* **Page**
-*-
Tunisia and the make-up of a crisis: burkas, children’s rights, and accented spoken Arabic

I am angry.

I am angry because I do not see my country moving forward. I see it going down a path of uncertainty, a path where my compatriots have forgotten where they come from. Today, I sat down for dinner with my parents. My mother made a delicious pasta and a salad to go along. We had water to drink. The television was set on the Tunisian national channel, blaring the nightly news broadcast. The first bit of news I hear is that the National Constituent Assembly is discussing legislation to protect children’s rights. Several representatives speak in favor of the legislation, and several against. The bloc leading the no vote is primarily composed of Ennahda members. When one of them was asked why he did not support the legislation, he said: “Next thing you know, we will be discussing el-zawaj el-mithli [gay marriage].” My dinner started getting cold, the salad less appetizing.

Next bit of news is about a Wahhabi sheikh from Kuwait, Nabil el-Awadi, who was invited by a Tunisian NGO to give a lecture. Amongst other things, he called for girls below the ages of puberty to start wearing complete veils. In honor of his visit, an event was organized where many little girls attended, accompanied with their parents. The little girls were all wearing burka-style veils in shades of neon pink, purple, green, and gray, that covered the entirety of their bodies. My heart breaks. I shake my head and look back at my dinner, desperately attempting to ignore the TV – I can feel the agony rising from my heart to my mind. Disgust. All I want to eat my dinner and go downstairs to read my constitutional law assignment. But near the corner of my eye still, I see a video montage of a group of the girls holding signs that read, “Hijabi… nouri… [My hijab is my light].” That’s it. Both the salad and pasta were now inedible. I head downstairs and tweet about what I just saw. I stumble upon a Facebook photo album of the event I mentioned above. After taking some close looks, I close the tab.

A few rounds of clicking later, I stumble upon a video of Tunisian Constituent Assembly member Selim Abdesselem giving a speech on the assembly floor. The video was put up in an effort to mock the assembly member’s accent when he speaks Arabic, and the obvious lack of properly accented grammar. Representative Abdessalem hails from the Tunisian community in France. He lived most of his life there, and in fact, he was elected to represent that very same community. In his speech, he spoke about the integral role of an independent judiciary that fairly defines the rule of law and facilitates justice. He argued that its independence is crucial and necessary to effect the purposes of justice. Even though his words will one day be remembered for generations to come in recognition of the country’s founding, nobody paid much attention to what he had to say. All they could do was mock his accent. At the expense of losing such substantial insight, those who made fun of him scarcely know anything at all about the judiciary. His story hits closer to home too – I have the very same problem Representative Abdesselem has. We read, write, and understand advanced technical Arabic. Yet we have trouble getting the tashkeel right (the accents on each letter) when we read classical Arabic out loud. Watching the video did it for me.
-*-
* **Description of the task**
From the essay on Tunisia, list everything the writer says was eaten or drunk at dinner with their parents. The entries that follow are separate material and have no connection to the essay on Tunisia.

* **Data shown**
-*-
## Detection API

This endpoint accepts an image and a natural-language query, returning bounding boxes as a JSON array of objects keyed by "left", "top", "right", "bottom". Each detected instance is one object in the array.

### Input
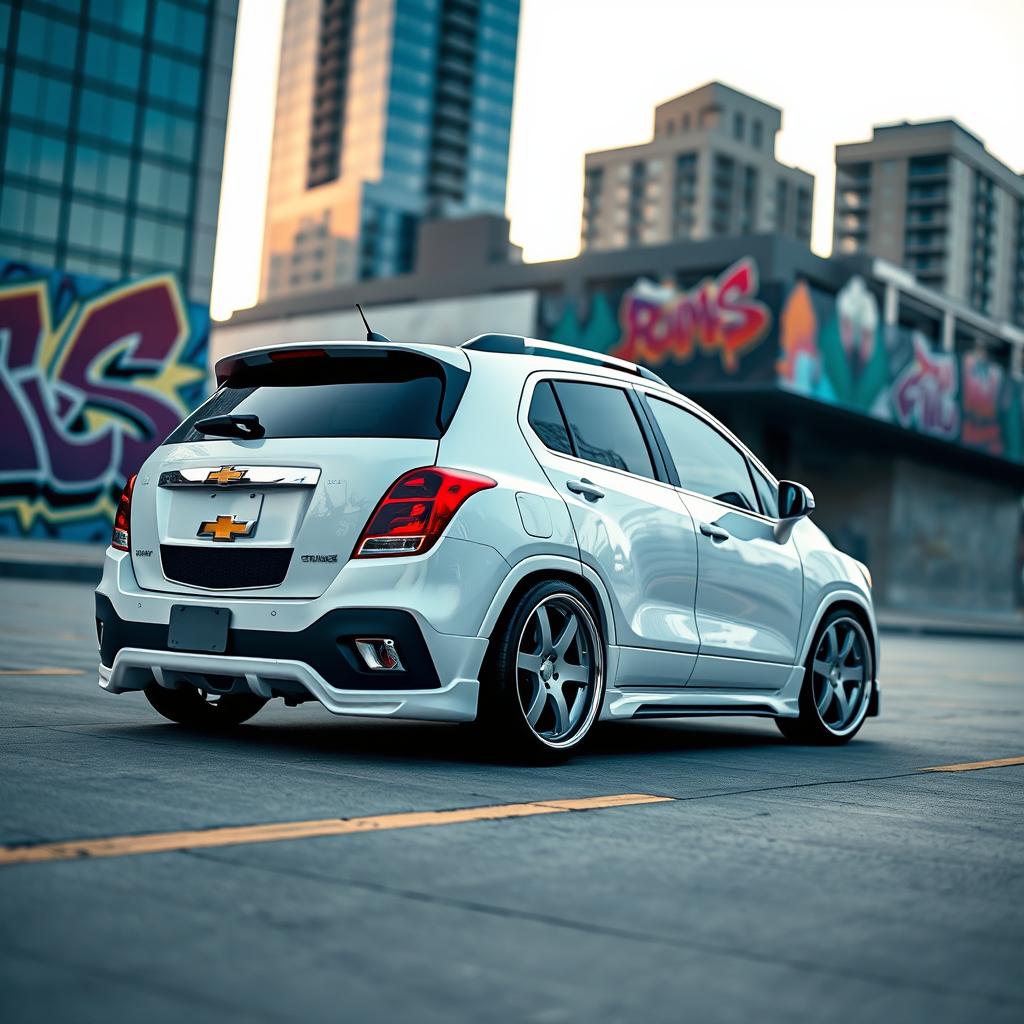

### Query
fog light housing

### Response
[{"left": 355, "top": 637, "right": 406, "bottom": 672}]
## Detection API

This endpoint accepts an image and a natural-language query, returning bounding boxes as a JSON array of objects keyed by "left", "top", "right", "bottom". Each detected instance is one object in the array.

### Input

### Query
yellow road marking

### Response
[
  {"left": 0, "top": 793, "right": 673, "bottom": 866},
  {"left": 921, "top": 758, "right": 1024, "bottom": 771},
  {"left": 0, "top": 669, "right": 85, "bottom": 676}
]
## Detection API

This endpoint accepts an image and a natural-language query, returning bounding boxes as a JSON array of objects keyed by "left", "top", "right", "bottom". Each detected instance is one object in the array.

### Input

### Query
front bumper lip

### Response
[{"left": 99, "top": 647, "right": 480, "bottom": 722}]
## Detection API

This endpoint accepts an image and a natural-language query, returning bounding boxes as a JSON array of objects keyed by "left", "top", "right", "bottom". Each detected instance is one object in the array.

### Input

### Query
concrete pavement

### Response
[{"left": 0, "top": 581, "right": 1024, "bottom": 1024}]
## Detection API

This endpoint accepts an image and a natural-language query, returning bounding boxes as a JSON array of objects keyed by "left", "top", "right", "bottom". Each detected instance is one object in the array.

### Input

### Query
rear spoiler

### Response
[
  {"left": 214, "top": 341, "right": 469, "bottom": 387},
  {"left": 216, "top": 341, "right": 469, "bottom": 433}
]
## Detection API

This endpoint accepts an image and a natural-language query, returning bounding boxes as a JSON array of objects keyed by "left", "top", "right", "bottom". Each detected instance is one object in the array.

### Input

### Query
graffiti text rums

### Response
[
  {"left": 0, "top": 275, "right": 204, "bottom": 536},
  {"left": 614, "top": 258, "right": 771, "bottom": 373}
]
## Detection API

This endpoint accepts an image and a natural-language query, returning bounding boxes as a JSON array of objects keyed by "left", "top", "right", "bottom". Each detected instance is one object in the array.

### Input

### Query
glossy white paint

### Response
[{"left": 98, "top": 335, "right": 878, "bottom": 721}]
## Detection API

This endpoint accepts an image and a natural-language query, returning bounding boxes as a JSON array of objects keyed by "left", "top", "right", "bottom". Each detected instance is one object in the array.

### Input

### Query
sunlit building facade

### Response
[
  {"left": 580, "top": 82, "right": 814, "bottom": 252},
  {"left": 0, "top": 0, "right": 238, "bottom": 305},
  {"left": 833, "top": 121, "right": 1024, "bottom": 326},
  {"left": 260, "top": 0, "right": 519, "bottom": 299}
]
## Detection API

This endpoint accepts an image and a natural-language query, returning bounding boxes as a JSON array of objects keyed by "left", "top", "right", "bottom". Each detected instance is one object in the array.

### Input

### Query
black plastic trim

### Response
[{"left": 96, "top": 594, "right": 441, "bottom": 690}]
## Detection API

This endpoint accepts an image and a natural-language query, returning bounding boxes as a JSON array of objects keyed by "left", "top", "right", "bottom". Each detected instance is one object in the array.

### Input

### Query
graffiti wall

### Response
[
  {"left": 0, "top": 261, "right": 209, "bottom": 541},
  {"left": 540, "top": 258, "right": 774, "bottom": 385},
  {"left": 538, "top": 257, "right": 1024, "bottom": 462},
  {"left": 776, "top": 276, "right": 1024, "bottom": 462}
]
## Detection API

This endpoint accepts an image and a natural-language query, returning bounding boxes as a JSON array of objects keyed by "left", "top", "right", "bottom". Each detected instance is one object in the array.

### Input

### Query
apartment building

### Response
[
  {"left": 833, "top": 121, "right": 1024, "bottom": 325},
  {"left": 260, "top": 0, "right": 519, "bottom": 299},
  {"left": 581, "top": 82, "right": 814, "bottom": 251}
]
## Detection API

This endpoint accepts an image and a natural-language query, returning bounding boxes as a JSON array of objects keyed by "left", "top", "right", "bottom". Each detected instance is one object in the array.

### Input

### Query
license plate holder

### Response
[{"left": 167, "top": 604, "right": 231, "bottom": 654}]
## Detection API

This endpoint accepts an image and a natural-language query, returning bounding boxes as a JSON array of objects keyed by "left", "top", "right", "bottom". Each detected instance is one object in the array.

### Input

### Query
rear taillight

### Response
[
  {"left": 352, "top": 466, "right": 498, "bottom": 558},
  {"left": 111, "top": 473, "right": 136, "bottom": 551}
]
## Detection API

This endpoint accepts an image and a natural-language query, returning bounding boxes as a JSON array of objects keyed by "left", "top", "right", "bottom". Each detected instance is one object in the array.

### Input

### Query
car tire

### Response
[
  {"left": 478, "top": 580, "right": 605, "bottom": 764},
  {"left": 145, "top": 683, "right": 266, "bottom": 730},
  {"left": 775, "top": 608, "right": 874, "bottom": 746}
]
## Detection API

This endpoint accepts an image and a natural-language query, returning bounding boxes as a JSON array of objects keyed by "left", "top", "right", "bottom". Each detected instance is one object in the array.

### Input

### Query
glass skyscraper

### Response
[
  {"left": 260, "top": 0, "right": 519, "bottom": 299},
  {"left": 0, "top": 0, "right": 238, "bottom": 305}
]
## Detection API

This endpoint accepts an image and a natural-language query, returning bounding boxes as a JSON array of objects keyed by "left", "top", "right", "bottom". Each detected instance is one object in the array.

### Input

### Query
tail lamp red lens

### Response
[
  {"left": 111, "top": 473, "right": 137, "bottom": 551},
  {"left": 352, "top": 466, "right": 498, "bottom": 558}
]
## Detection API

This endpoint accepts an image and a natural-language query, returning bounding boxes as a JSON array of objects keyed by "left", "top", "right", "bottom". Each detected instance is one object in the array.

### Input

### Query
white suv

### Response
[{"left": 96, "top": 335, "right": 879, "bottom": 758}]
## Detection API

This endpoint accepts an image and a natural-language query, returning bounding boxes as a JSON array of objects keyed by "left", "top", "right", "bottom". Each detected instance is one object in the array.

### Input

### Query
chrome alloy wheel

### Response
[
  {"left": 811, "top": 617, "right": 871, "bottom": 736},
  {"left": 516, "top": 594, "right": 604, "bottom": 746}
]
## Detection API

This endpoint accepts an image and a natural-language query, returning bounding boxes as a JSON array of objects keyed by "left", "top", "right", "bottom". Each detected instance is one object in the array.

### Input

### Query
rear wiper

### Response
[{"left": 195, "top": 413, "right": 266, "bottom": 441}]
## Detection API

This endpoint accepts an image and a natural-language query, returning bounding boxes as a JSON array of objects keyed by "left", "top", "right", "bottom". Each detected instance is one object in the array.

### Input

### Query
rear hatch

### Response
[{"left": 131, "top": 344, "right": 469, "bottom": 598}]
-*-
* **Correct response**
Pasta, salad, and water.